### [EXERCISE DESCRIPTION]
Please repeat the records below exactly, from the first line through the line containing "point(463, 217)", and nothing more.
+ + + + + + +
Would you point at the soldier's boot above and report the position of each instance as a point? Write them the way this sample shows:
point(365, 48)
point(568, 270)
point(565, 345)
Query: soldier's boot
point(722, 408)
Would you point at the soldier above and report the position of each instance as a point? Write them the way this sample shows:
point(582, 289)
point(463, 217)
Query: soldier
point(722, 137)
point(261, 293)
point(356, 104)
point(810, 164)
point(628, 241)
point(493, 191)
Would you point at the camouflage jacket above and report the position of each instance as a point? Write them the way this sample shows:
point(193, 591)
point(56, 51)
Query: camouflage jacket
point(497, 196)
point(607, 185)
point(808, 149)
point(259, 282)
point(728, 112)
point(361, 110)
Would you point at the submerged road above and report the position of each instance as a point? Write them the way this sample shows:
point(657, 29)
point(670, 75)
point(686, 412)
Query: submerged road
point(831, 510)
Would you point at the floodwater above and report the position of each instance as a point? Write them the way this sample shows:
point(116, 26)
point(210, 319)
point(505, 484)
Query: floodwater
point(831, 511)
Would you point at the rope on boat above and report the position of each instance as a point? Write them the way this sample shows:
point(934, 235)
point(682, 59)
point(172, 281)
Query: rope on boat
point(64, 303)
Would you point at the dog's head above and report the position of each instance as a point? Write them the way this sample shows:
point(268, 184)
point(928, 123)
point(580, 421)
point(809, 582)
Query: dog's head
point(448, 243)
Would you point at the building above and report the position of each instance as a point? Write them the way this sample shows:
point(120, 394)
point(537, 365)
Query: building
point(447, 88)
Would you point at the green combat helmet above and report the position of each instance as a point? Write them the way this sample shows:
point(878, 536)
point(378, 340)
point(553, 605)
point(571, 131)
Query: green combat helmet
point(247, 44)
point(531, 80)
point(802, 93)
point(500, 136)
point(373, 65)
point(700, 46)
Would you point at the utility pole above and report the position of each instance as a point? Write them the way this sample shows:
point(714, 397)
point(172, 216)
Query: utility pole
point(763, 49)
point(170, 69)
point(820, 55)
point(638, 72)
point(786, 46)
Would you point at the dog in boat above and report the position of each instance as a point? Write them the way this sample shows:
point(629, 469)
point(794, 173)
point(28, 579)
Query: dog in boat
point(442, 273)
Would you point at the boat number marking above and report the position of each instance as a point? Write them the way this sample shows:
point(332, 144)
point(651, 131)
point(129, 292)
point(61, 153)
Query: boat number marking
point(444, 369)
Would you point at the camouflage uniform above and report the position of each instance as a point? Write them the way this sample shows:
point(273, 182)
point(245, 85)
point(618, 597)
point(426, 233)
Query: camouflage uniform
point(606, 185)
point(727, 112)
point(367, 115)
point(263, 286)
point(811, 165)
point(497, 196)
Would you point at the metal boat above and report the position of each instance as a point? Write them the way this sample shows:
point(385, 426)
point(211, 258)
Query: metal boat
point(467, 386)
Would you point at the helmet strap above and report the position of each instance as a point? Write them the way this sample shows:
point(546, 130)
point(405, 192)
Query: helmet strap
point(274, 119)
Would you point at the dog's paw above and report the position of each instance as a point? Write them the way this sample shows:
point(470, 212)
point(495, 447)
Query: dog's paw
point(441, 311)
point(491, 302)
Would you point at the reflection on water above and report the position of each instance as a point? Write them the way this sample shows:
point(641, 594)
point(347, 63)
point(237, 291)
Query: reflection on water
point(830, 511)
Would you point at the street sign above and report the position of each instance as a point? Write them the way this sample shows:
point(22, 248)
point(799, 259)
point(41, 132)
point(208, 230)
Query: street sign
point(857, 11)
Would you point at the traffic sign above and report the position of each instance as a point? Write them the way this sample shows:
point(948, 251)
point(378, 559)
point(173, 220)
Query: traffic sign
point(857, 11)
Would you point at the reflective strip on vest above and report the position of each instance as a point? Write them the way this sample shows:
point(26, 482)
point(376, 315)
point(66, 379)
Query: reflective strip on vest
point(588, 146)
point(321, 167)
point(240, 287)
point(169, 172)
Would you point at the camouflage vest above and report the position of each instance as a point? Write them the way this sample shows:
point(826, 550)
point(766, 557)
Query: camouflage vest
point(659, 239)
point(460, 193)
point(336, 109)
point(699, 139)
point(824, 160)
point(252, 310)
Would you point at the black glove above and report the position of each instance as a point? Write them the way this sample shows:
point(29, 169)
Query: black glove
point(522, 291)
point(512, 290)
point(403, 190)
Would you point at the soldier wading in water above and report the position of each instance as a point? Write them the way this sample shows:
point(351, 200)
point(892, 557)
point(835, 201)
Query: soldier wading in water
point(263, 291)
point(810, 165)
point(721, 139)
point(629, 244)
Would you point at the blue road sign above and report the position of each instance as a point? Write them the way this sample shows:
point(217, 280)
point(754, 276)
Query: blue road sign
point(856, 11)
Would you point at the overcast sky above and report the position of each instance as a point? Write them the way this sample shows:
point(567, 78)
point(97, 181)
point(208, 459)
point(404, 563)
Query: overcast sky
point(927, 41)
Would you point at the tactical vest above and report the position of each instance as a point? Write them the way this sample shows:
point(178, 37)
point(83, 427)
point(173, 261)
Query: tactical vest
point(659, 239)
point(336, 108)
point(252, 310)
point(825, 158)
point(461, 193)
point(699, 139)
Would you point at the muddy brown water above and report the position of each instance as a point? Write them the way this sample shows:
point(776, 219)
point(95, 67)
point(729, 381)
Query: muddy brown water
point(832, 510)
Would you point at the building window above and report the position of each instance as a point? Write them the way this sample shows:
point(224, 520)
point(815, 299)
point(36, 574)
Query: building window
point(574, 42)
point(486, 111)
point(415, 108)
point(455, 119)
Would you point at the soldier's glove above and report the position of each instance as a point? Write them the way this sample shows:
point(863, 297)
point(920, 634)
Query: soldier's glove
+ + + + + + +
### [ANSWER]
Would you point at the soldier's boot above and report the position of each instance as a point? Write them the way this sample shows:
point(365, 48)
point(568, 270)
point(565, 345)
Query: soldier's boot
point(722, 408)
Would you point at the soldier above and report the position of each instance as a point? Write them the way this sample shows:
point(582, 289)
point(463, 217)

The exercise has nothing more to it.